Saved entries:
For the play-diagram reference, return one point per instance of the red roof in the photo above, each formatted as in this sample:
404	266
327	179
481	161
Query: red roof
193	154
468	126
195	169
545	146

* [TASK OBJECTIVE]
Your answer must be an exact copy of all the entries.

* [EXERCISE SOLUTION]
For the play-diagram reference, return one point per instance of the red roof in the photo above, each formatted as in this sample:
404	266
327	179
481	161
Query: red roof
193	154
468	126
195	169
545	146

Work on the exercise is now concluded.